━━━━━ Supplied records ━━━━━
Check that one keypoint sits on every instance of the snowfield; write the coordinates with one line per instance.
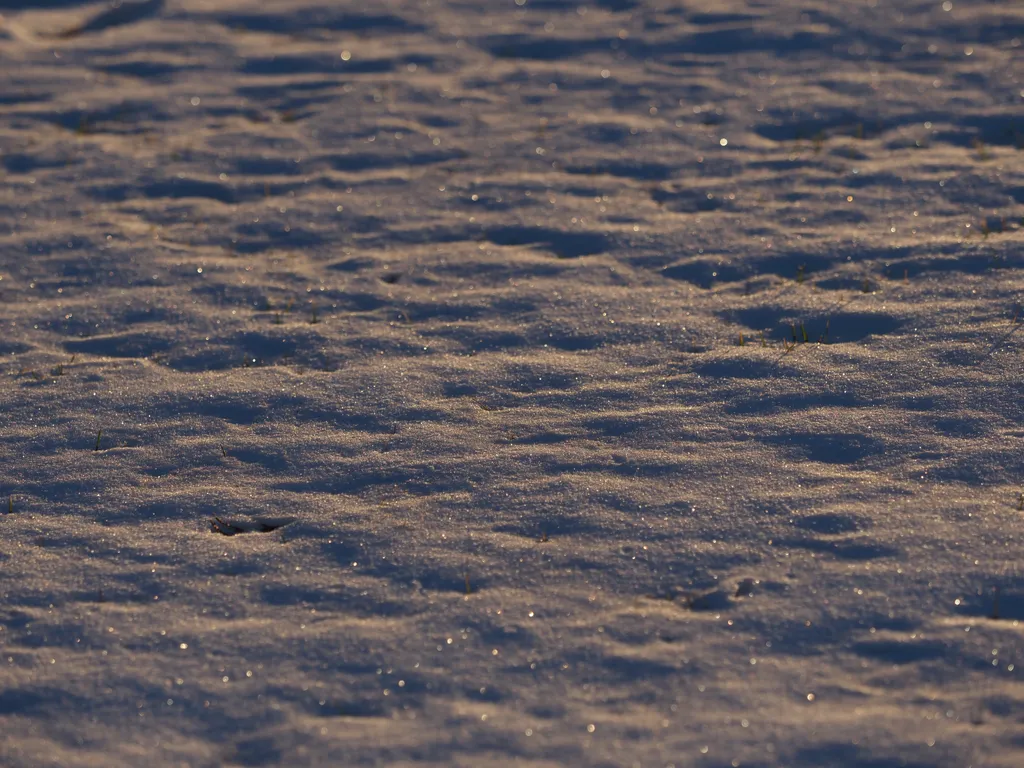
(524, 382)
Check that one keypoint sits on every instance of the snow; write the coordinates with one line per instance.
(592, 383)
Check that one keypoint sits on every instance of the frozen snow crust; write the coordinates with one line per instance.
(593, 383)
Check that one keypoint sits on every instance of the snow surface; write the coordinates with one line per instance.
(549, 383)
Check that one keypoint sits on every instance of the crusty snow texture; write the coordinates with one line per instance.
(538, 383)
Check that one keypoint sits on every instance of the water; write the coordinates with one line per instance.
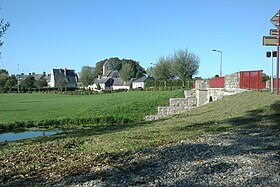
(27, 134)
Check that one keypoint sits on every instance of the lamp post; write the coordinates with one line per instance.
(221, 61)
(155, 82)
(18, 77)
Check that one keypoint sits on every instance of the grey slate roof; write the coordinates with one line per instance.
(120, 82)
(144, 78)
(69, 75)
(113, 74)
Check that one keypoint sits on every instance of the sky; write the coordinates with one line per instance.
(46, 34)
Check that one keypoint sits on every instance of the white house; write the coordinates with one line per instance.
(140, 83)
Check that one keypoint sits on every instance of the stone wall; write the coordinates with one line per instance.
(202, 84)
(232, 82)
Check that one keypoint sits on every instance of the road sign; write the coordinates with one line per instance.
(273, 32)
(268, 54)
(270, 40)
(274, 20)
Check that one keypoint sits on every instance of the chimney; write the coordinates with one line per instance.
(65, 72)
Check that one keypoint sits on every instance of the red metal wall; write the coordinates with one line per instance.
(251, 80)
(218, 82)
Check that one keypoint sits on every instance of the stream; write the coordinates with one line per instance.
(13, 136)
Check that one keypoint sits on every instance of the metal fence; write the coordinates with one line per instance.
(251, 80)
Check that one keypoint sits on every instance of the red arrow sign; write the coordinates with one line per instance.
(274, 19)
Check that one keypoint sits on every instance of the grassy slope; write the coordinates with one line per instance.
(32, 107)
(80, 151)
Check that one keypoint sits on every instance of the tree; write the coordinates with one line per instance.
(126, 72)
(3, 77)
(87, 75)
(265, 77)
(11, 82)
(163, 69)
(41, 83)
(184, 65)
(151, 71)
(61, 83)
(116, 64)
(28, 82)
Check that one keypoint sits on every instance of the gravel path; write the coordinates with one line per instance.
(244, 158)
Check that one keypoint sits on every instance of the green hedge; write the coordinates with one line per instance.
(66, 122)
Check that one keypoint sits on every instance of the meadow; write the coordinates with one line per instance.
(58, 110)
(46, 160)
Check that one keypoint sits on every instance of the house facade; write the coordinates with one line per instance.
(140, 83)
(68, 76)
(110, 80)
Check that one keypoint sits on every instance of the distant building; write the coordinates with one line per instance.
(140, 83)
(110, 80)
(68, 75)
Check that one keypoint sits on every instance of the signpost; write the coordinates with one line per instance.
(273, 32)
(270, 40)
(274, 40)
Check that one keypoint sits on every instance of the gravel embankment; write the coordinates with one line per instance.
(244, 158)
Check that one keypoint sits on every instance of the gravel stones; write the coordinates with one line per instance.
(243, 158)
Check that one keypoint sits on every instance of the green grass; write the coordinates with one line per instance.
(47, 109)
(84, 150)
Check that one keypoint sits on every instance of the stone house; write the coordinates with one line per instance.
(140, 83)
(110, 80)
(68, 75)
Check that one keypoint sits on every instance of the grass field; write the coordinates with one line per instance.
(85, 150)
(44, 109)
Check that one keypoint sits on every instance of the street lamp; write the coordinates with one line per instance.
(155, 82)
(221, 61)
(18, 77)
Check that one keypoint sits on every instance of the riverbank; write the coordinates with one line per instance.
(218, 140)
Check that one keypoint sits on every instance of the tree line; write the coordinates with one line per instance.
(181, 65)
(128, 69)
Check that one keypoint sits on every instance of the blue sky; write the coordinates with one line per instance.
(46, 34)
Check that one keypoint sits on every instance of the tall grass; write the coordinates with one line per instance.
(31, 110)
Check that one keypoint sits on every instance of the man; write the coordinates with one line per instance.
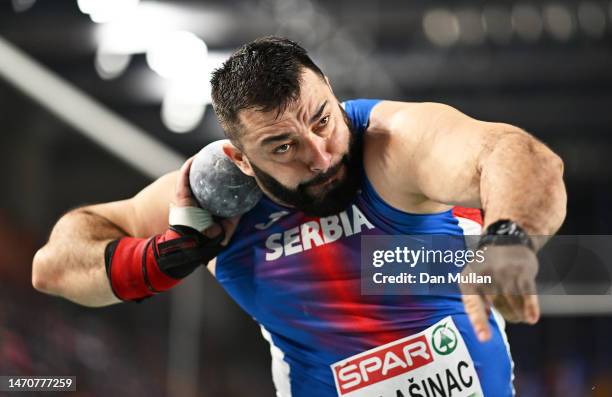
(331, 173)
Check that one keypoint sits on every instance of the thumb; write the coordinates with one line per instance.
(476, 309)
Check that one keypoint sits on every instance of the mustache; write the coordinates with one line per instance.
(324, 176)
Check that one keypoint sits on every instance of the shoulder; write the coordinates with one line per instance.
(393, 154)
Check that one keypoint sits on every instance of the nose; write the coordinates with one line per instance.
(318, 158)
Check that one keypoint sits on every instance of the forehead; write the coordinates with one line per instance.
(313, 91)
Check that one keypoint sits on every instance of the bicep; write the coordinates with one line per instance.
(446, 150)
(145, 214)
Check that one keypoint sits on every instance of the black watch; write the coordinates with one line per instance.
(505, 232)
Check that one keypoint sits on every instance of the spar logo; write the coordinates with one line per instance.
(444, 339)
(384, 363)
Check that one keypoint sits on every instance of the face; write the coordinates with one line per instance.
(306, 157)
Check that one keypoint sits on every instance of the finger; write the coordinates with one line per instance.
(509, 309)
(532, 308)
(510, 303)
(476, 309)
(229, 225)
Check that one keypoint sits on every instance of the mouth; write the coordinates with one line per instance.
(330, 180)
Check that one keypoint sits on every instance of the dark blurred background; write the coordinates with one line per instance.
(544, 66)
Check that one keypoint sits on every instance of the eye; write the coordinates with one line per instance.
(282, 149)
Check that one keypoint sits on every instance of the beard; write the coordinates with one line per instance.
(331, 198)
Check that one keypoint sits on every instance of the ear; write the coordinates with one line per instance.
(238, 158)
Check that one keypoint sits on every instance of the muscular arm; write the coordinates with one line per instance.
(71, 264)
(450, 158)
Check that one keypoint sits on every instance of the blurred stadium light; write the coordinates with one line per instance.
(102, 11)
(559, 21)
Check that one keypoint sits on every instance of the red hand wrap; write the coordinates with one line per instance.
(134, 272)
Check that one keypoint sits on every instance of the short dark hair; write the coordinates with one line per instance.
(264, 74)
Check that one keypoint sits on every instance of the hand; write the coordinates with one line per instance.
(183, 197)
(513, 269)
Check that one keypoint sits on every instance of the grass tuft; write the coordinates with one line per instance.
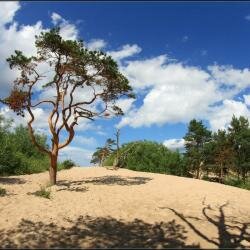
(2, 191)
(43, 193)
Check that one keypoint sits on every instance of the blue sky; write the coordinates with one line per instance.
(184, 60)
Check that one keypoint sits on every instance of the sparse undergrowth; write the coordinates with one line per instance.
(238, 183)
(43, 192)
(2, 191)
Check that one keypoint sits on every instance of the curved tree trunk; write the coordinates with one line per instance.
(53, 168)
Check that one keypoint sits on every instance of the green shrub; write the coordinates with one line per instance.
(43, 193)
(2, 191)
(67, 164)
(149, 156)
(238, 183)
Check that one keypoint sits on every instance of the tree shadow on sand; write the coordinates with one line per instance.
(231, 233)
(89, 232)
(11, 180)
(103, 180)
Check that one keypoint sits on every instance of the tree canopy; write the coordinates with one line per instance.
(85, 84)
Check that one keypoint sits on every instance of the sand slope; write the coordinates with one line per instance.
(95, 207)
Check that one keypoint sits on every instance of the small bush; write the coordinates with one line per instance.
(43, 193)
(238, 183)
(2, 191)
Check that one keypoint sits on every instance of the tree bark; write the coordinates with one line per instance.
(53, 169)
(198, 173)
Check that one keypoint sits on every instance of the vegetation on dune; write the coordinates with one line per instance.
(43, 192)
(18, 154)
(72, 67)
(149, 156)
(2, 191)
(222, 156)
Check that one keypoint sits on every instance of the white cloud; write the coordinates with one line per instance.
(126, 51)
(247, 99)
(178, 93)
(56, 18)
(80, 155)
(220, 116)
(235, 79)
(7, 11)
(125, 104)
(86, 141)
(96, 44)
(68, 30)
(174, 144)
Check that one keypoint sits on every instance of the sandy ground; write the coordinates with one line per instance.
(96, 207)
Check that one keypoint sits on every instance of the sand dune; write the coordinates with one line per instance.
(96, 207)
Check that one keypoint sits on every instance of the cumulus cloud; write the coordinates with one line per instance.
(126, 51)
(174, 144)
(7, 12)
(85, 141)
(68, 30)
(80, 155)
(177, 93)
(96, 44)
(247, 99)
(220, 116)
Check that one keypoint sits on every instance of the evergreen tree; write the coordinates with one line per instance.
(195, 139)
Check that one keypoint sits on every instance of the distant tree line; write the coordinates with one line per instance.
(222, 156)
(18, 154)
(223, 153)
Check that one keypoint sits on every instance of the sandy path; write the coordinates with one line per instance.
(95, 207)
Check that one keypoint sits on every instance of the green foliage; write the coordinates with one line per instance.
(101, 153)
(237, 183)
(43, 193)
(149, 156)
(239, 134)
(17, 153)
(2, 191)
(195, 139)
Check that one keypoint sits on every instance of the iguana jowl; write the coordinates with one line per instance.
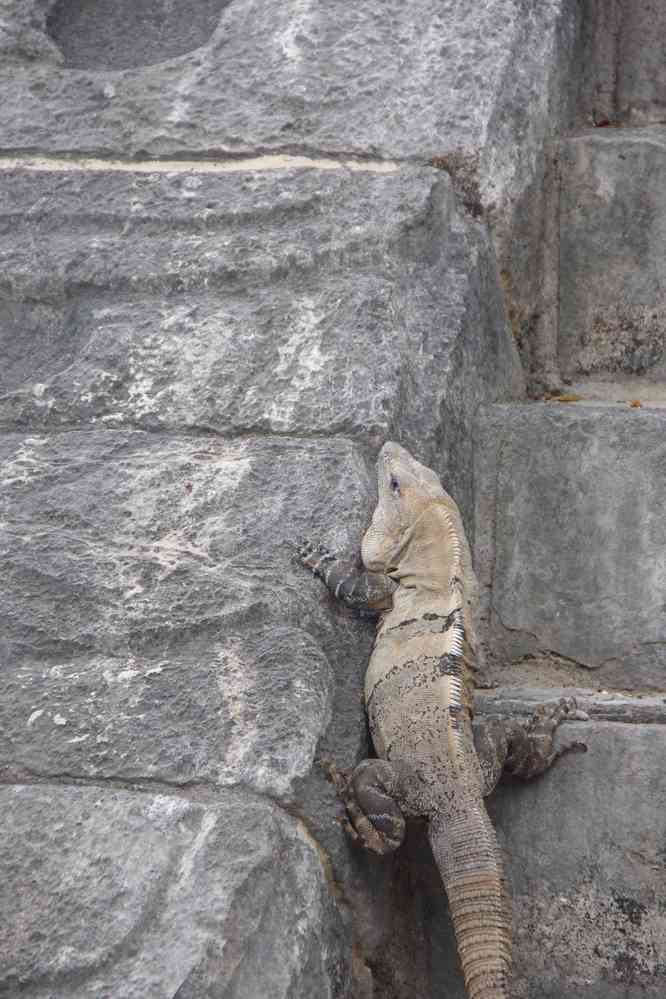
(418, 694)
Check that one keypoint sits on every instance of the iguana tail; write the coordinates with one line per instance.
(465, 848)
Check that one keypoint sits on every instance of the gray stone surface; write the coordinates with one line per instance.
(584, 848)
(613, 252)
(153, 626)
(571, 541)
(106, 893)
(623, 69)
(474, 84)
(288, 301)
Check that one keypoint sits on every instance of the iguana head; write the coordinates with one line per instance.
(406, 489)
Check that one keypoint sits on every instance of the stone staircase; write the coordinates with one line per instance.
(243, 244)
(571, 547)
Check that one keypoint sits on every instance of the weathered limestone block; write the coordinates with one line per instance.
(106, 893)
(571, 539)
(587, 868)
(624, 66)
(584, 847)
(153, 625)
(476, 84)
(288, 301)
(612, 260)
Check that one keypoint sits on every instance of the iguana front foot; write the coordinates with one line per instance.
(523, 748)
(361, 590)
(532, 745)
(374, 819)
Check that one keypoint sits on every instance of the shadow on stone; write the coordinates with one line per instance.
(122, 34)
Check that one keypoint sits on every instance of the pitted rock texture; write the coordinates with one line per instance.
(584, 852)
(612, 238)
(113, 35)
(106, 893)
(153, 625)
(299, 301)
(479, 83)
(571, 541)
(624, 61)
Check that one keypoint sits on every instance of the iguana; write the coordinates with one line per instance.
(418, 695)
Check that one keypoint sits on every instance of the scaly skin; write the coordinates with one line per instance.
(418, 694)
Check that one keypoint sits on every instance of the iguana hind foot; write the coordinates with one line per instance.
(524, 748)
(355, 587)
(532, 749)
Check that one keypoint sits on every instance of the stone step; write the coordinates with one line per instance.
(570, 543)
(583, 847)
(623, 67)
(612, 261)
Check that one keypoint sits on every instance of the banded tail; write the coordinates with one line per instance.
(465, 848)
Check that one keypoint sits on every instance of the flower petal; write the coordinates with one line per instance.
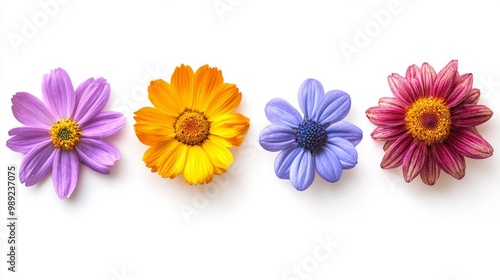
(26, 138)
(428, 77)
(345, 130)
(460, 92)
(36, 163)
(219, 155)
(58, 93)
(345, 152)
(29, 110)
(198, 168)
(328, 165)
(387, 133)
(284, 161)
(449, 160)
(276, 137)
(153, 126)
(302, 170)
(469, 144)
(414, 160)
(401, 89)
(310, 92)
(280, 111)
(395, 154)
(103, 125)
(65, 172)
(97, 154)
(165, 98)
(430, 171)
(471, 115)
(183, 82)
(92, 97)
(386, 116)
(333, 107)
(445, 80)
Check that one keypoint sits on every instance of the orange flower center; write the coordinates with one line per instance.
(429, 120)
(65, 134)
(191, 128)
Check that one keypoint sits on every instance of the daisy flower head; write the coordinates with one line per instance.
(191, 125)
(319, 141)
(65, 129)
(430, 123)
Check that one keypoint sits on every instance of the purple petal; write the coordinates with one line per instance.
(328, 165)
(276, 137)
(345, 151)
(333, 106)
(310, 93)
(30, 111)
(97, 154)
(25, 138)
(281, 112)
(58, 93)
(302, 170)
(345, 130)
(103, 125)
(65, 172)
(37, 163)
(92, 100)
(284, 161)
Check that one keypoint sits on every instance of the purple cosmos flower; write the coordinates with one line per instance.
(65, 129)
(318, 141)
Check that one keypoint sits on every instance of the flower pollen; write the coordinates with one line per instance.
(429, 120)
(311, 135)
(191, 128)
(65, 134)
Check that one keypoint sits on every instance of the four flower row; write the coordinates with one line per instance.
(428, 126)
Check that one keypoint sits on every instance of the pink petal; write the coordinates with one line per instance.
(460, 91)
(471, 115)
(414, 160)
(445, 80)
(428, 77)
(449, 160)
(430, 171)
(386, 116)
(395, 153)
(469, 144)
(401, 89)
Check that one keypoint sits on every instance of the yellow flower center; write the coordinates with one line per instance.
(191, 128)
(65, 134)
(429, 120)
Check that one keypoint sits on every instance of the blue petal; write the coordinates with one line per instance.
(334, 106)
(345, 130)
(302, 170)
(310, 93)
(276, 137)
(328, 165)
(284, 161)
(281, 112)
(345, 152)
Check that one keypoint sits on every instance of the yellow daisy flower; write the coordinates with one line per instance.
(191, 125)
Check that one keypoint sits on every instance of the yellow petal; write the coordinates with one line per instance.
(225, 100)
(220, 156)
(165, 98)
(198, 168)
(183, 82)
(153, 126)
(230, 126)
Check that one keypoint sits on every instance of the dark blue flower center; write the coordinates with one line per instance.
(311, 135)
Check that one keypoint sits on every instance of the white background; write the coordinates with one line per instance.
(133, 224)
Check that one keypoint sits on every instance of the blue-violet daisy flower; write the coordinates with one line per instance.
(64, 130)
(319, 141)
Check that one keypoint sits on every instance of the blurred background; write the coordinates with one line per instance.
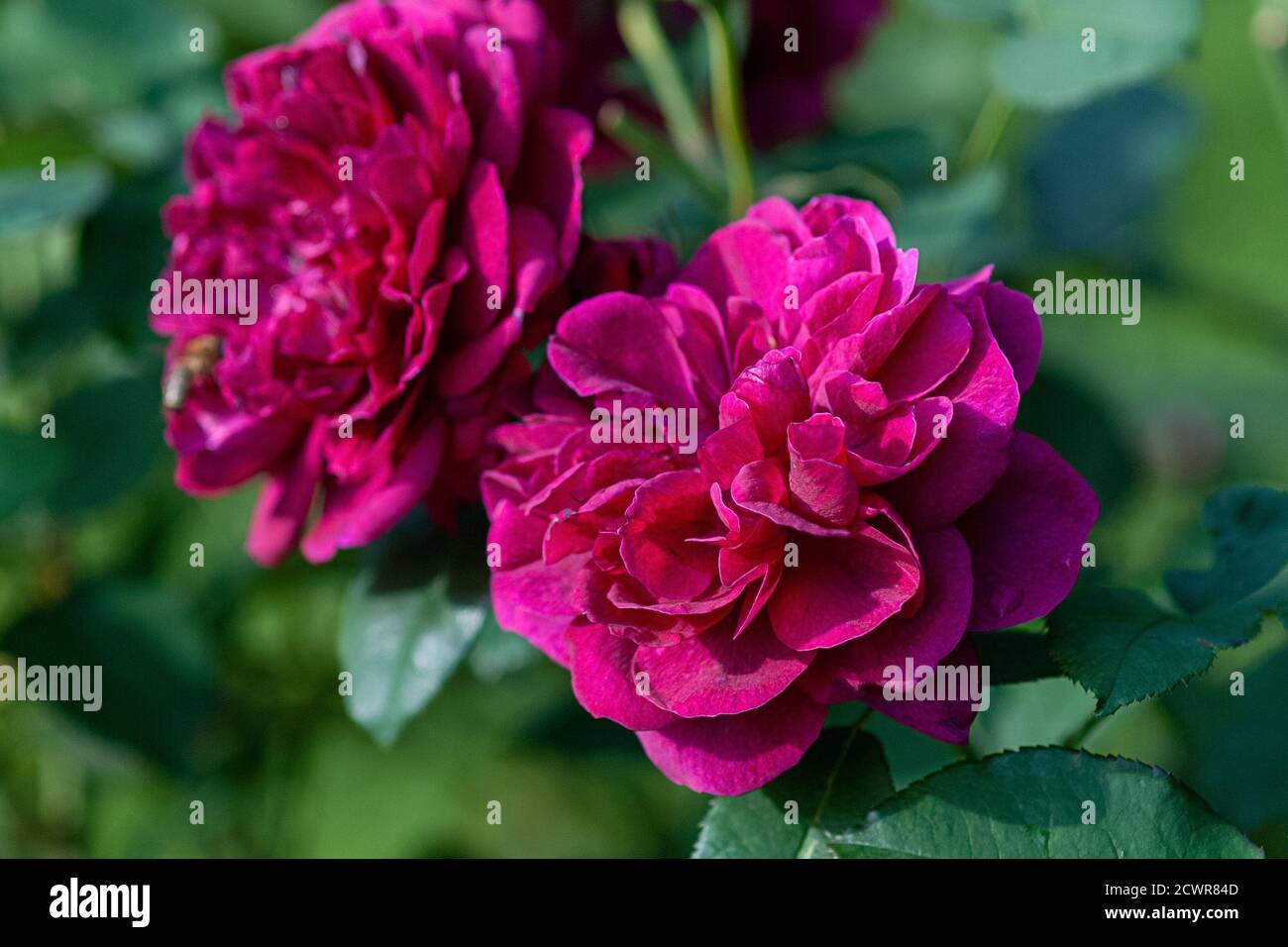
(220, 681)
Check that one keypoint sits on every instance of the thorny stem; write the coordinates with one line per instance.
(987, 131)
(638, 22)
(726, 105)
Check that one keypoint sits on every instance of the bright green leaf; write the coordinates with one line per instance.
(1044, 64)
(1014, 657)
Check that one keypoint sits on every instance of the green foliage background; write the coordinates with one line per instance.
(220, 682)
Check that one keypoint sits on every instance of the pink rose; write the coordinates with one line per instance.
(859, 495)
(407, 202)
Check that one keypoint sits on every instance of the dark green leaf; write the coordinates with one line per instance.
(1249, 534)
(159, 685)
(1014, 657)
(407, 620)
(1031, 804)
(1122, 647)
(27, 202)
(114, 433)
(1096, 174)
(840, 777)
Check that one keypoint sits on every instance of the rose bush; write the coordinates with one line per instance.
(859, 496)
(407, 198)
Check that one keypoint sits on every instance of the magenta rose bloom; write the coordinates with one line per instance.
(407, 201)
(858, 495)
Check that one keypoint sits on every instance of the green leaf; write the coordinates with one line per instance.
(1044, 64)
(29, 204)
(1249, 532)
(996, 11)
(837, 780)
(1014, 657)
(114, 432)
(159, 688)
(407, 620)
(1124, 647)
(1031, 802)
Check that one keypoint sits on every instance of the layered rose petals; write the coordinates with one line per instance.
(407, 201)
(859, 499)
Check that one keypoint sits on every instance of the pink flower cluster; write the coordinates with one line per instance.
(859, 496)
(404, 196)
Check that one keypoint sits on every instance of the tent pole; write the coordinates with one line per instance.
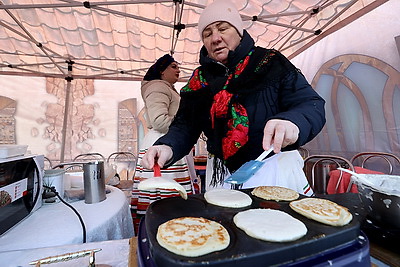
(66, 110)
(65, 121)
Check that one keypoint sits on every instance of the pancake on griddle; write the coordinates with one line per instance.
(228, 198)
(275, 193)
(270, 225)
(322, 210)
(192, 236)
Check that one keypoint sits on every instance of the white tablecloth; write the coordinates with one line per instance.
(56, 224)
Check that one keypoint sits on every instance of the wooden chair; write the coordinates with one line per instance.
(317, 168)
(304, 152)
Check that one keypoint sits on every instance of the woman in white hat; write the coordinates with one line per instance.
(244, 98)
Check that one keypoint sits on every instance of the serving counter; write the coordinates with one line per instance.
(56, 224)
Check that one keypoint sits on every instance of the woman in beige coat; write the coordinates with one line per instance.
(161, 104)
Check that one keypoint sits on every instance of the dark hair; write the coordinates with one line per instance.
(154, 72)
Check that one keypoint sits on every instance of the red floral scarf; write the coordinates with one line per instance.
(224, 106)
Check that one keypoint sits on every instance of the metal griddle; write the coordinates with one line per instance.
(243, 249)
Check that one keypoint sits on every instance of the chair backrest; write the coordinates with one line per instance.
(304, 152)
(317, 168)
(377, 161)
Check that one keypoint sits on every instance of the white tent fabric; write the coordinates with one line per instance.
(119, 39)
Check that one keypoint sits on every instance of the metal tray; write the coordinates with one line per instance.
(243, 249)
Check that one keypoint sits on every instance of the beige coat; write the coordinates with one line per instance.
(161, 102)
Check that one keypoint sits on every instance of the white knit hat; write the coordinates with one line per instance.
(220, 10)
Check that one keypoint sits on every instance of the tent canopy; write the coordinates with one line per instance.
(120, 39)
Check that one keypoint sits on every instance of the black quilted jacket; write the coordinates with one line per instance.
(276, 90)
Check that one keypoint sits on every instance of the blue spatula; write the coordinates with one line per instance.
(247, 170)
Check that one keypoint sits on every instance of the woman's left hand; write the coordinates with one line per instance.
(281, 133)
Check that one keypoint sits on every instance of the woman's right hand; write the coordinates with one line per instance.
(160, 154)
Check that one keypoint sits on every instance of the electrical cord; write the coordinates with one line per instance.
(52, 189)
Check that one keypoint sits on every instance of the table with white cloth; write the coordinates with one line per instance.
(114, 253)
(56, 224)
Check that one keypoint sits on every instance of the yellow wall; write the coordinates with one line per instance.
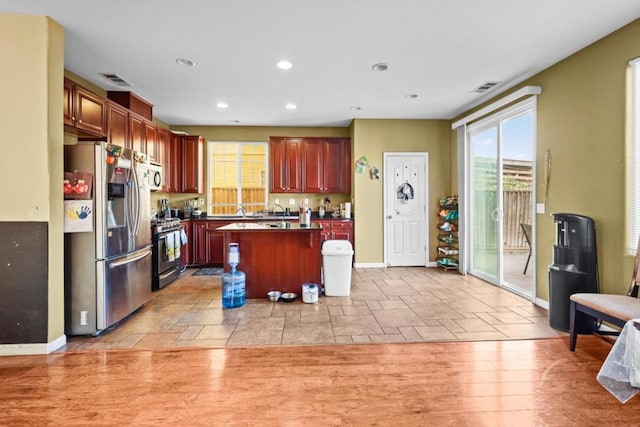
━━━━━
Directive: From the line holding "the dark hair;" to the last line of the listing, please output each line exactly as it stands. Pictures stay out of the copy.

Correct answer:
Check that one keypoint sits on every instance of the dark hair; write the coordinates with one line per instance.
(154, 72)
Check that one keypoint sits on every instance of the red floral scarf; write the coordinates with one line per instance.
(224, 106)
Check that one keypoint sits on every instance of the metal griddle; write the coordinates with one line per instance.
(243, 249)
Check that one keypoint sits on every instance of the chair backrest; write the coordinates with one line per instance.
(304, 152)
(317, 168)
(377, 161)
Check that one keypoint sits on every instance of the white tent fabric; write the coordinates with one line per instance.
(119, 39)
Check that one keypoint sits on every instance of the metal tray; write the coordinates with one line per instance.
(243, 249)
Check that one keypoint sits on every instance of the beige coat; write the coordinates with one line per instance.
(161, 102)
Check that one keypoint sits on every instance of the white knit hat; write the coordinates with one line per instance.
(220, 10)
Check that one keypoint sits on every instance of the tent canopy; write the coordinates with one line per instance.
(120, 39)
Check that one keypoint sits on every instance of the black quilted jacket; write the coordinates with one line per instance.
(276, 90)
Check that one keypoint sits on every instance of the blue spatula; write the coordinates with one line per instance.
(247, 170)
Check that one keypoint sits on every instance of the woman's left hand; write the coordinates with one line per instance.
(281, 133)
Check that one keypoint sits on every instance of the woman's right hand; write the coordinates with one line per instance.
(160, 154)
Check that one keypoint sits on every instance of the electrical cord; write the coordinates with one line per instance.
(52, 189)
Check that one keypoint sits on every instance of the table with white cloth; write the coordinates with one line per instance.
(114, 253)
(56, 224)
Check that one keypoint sits on every instance of the yellow wall; write the coordinates with one line per instance.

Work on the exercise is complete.